== Data excerpts ==

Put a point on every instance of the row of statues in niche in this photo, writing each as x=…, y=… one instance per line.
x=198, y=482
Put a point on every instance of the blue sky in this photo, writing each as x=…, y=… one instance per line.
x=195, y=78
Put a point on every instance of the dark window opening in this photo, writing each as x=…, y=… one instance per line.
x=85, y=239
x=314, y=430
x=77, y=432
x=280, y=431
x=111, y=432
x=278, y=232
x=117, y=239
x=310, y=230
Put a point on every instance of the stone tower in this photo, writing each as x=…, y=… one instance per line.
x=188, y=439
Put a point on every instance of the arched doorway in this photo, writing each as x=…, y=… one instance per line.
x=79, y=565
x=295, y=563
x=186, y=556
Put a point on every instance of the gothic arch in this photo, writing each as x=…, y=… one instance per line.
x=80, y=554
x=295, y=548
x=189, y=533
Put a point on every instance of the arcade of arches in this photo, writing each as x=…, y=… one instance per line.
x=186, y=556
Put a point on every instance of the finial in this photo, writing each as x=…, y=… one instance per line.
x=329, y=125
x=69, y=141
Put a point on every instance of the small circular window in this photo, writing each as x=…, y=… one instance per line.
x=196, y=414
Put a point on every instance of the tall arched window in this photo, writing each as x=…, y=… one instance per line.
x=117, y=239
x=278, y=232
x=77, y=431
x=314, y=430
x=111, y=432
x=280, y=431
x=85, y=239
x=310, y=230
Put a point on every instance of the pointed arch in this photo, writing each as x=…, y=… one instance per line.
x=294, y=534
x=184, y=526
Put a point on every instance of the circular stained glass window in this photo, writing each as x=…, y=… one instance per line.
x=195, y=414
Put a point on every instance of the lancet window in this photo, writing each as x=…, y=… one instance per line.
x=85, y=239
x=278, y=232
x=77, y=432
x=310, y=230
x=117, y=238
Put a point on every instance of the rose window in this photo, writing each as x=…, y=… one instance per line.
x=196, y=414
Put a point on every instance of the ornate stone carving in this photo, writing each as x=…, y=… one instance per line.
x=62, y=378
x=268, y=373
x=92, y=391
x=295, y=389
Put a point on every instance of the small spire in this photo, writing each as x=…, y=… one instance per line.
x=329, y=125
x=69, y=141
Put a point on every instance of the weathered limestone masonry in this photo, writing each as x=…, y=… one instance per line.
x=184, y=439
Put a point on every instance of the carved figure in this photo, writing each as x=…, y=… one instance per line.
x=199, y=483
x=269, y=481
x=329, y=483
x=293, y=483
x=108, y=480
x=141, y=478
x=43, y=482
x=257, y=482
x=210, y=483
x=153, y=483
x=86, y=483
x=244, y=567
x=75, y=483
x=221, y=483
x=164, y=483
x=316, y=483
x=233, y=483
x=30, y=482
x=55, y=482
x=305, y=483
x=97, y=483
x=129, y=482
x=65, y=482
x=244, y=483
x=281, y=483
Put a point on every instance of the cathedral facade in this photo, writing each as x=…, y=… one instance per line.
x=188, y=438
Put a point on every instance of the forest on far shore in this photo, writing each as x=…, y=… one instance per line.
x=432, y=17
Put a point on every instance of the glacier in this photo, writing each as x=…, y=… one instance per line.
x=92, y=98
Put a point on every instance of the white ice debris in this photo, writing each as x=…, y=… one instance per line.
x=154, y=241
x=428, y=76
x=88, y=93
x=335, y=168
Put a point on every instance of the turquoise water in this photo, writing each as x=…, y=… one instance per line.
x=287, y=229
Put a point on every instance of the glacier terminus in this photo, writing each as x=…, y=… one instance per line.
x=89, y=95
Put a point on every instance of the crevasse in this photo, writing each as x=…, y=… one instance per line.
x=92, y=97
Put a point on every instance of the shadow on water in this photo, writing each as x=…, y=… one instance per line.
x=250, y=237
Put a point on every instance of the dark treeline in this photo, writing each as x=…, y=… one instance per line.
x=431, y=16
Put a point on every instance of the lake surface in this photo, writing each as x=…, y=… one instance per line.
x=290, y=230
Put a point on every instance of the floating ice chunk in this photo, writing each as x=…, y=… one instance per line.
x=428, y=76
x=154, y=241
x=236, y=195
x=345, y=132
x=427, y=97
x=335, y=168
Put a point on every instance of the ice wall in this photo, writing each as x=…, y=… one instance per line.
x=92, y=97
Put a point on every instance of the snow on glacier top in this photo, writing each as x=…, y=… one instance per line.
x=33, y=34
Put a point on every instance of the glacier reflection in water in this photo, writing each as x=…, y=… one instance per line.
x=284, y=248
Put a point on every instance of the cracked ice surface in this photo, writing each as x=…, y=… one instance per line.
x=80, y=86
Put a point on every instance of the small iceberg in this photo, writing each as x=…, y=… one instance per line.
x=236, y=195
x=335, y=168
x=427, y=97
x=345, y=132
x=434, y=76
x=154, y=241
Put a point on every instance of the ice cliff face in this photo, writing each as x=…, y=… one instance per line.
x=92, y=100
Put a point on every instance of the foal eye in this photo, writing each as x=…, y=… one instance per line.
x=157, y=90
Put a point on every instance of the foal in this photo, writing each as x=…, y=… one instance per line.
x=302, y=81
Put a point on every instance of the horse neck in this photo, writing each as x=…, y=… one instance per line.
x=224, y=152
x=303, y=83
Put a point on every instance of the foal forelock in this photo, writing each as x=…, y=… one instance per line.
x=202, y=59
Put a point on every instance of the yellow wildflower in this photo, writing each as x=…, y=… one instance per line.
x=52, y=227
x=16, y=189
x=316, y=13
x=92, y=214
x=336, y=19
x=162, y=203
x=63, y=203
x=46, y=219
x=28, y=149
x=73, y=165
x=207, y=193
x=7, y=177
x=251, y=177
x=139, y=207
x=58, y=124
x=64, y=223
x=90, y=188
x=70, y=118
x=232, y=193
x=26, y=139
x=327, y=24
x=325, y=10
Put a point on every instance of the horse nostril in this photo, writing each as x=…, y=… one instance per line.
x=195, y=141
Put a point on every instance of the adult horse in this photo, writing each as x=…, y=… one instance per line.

===

[Problem description] From the line containing "Put a point on every instance of the horse nostril" to the last line of the records above, please write out every line exactly and add nothing.

[Answer area]
Put a point on every instance of the horse nostril in this photo, writing each as x=…, y=… one instance per line.
x=195, y=141
Put a point on every instance of the adult horse in this photo, writing each as x=…, y=… one instance per line.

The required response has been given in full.